▶ _TEXT EXCERPT_:
* * * * *

Understanding the dereference, address-of, and array subscript operators in C

我的未来我决定 提交于 2019-12-11 05:38:56

问题


I have argv[] defined as a char *. Using the following printf statements:

     printf("%s\n",argv[1]);   // prints out the entire string
     printf("%p\n",&argv[1]);  // & -> gets the address
     printf("%c\n",argv[1][0]);// prints out the first char of second var
     printf("%c\n",*argv[1]);  //  

It's this last one I don't understand. What does it mean to print *argv[1]? why isn't that the same as *argv[1][0] and how come you can't print out printf("%s\n",*argv[1]);. Also, why is &*argv[1] a different address then &argv[1]?


回答1:


The array subscript operation a[i] is defined as *(a + i) - given the address a, offset i elements (not bytes) from that address and dereference the result. Thus, given a pointer p, *p is equivalent to *(p + 0), which is equivalent to p[0].

* * * * *

Picture shape labeling rows:
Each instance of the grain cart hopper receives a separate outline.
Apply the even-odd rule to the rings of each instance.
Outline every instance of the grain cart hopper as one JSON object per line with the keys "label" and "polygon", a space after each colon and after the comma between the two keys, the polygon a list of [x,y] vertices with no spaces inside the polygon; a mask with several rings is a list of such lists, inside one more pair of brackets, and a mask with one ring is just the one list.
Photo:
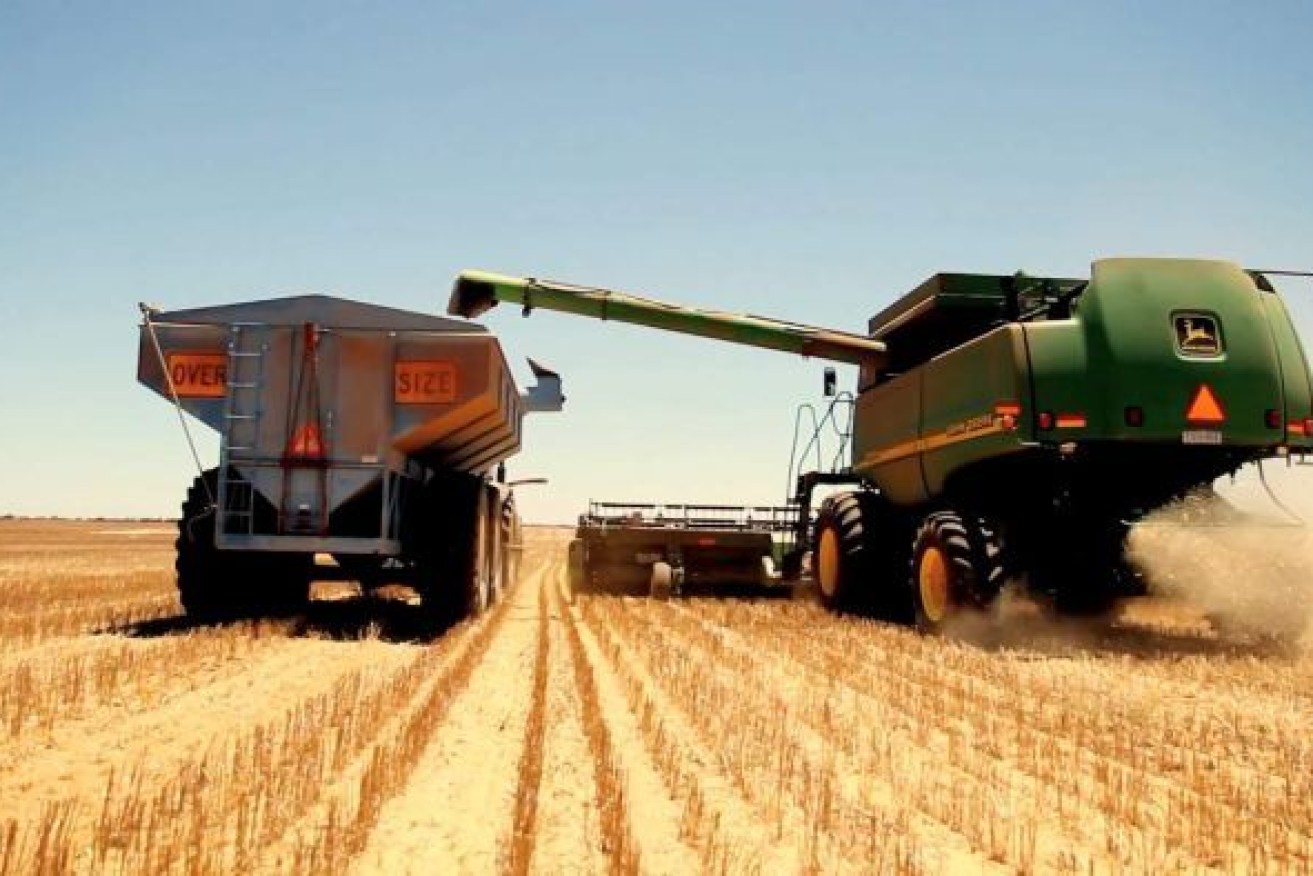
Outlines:
{"label": "grain cart hopper", "polygon": [[790,507],[590,502],[570,541],[571,588],[664,599],[773,587],[775,533],[793,523]]}
{"label": "grain cart hopper", "polygon": [[219,433],[179,521],[189,615],[294,609],[316,553],[433,616],[496,596],[517,524],[500,464],[527,411],[561,408],[554,373],[530,360],[521,395],[482,326],[326,296],[142,310],[138,380]]}
{"label": "grain cart hopper", "polygon": [[[851,465],[798,478],[798,550],[823,602],[936,630],[1019,579],[1103,611],[1142,583],[1128,527],[1220,475],[1313,448],[1309,365],[1267,277],[1106,259],[1088,278],[941,273],[864,335],[467,272],[499,301],[859,366]],[[813,490],[846,482],[811,517]],[[1237,582],[1243,586],[1243,582]],[[1288,612],[1292,619],[1301,612]]]}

* * * * *

▶ _TASK LIST_:
a - In the thread on C operators, how is the array subscript operation a[i] defined?
b - List every printf statement in the code block of the thread on C operators.
c - Continue the thread on C operators from where it stops.

▶ _RESULTS BY TASK_:
a - As *(a + i).

b -
printf("%s\n",argv[1]);
printf("%p\n",&argv[1]);
printf("%c\n",argv[1][0]);
printf("%c\n",*argv[1]);

c -
The type of argv is char **; given that, all of the following are true:

    Expression         Type            Value
    ----------         ----            -----
          argv         char **         Pointer to a sequence of strings
         *argv         char *          Equivalent to argv[0]
        **argv         char            Equivalent to argv[0][0]
       argv[i]         char *          Pointer to a single string
      *argv[i]         char            Same as argv[i][0]
    argv[i][j]         char            j'th character of i'th string
      &argv[i]         char **         Address of the pointer to the i'th string

Since the type of argv[i][j] is char, *argv[i][j] is not a valid expression.

Here's a bad visualization of the argv sequence:

     +---+              +---+                                         +---+
argv |   | ---> argv[0] |   | ---------------------------> argv[0][0] |   |
     +---+              +---+                     +---+               +---+
                argv[1] |   | -------> argv[1][0] |   |    argv[0][1] |   |
                        +---+                     +---+               +---+
                         ...           argv[1][1] |   |                ...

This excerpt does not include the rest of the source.